**TRY IT**
Write every record out again exactly, and keep images out of it.

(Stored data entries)
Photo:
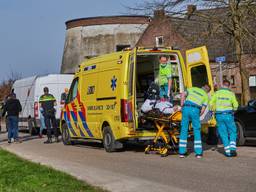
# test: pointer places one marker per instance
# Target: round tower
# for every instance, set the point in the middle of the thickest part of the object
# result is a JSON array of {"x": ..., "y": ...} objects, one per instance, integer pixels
[{"x": 90, "y": 37}]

**ANSWER**
Photo:
# test: pointer places one marker per instance
# Target: round tower
# for every instance, set the point in the middle of the thickest part of the object
# result is a JSON array of {"x": ..., "y": ...} objects, one per instance, integer pixels
[{"x": 90, "y": 37}]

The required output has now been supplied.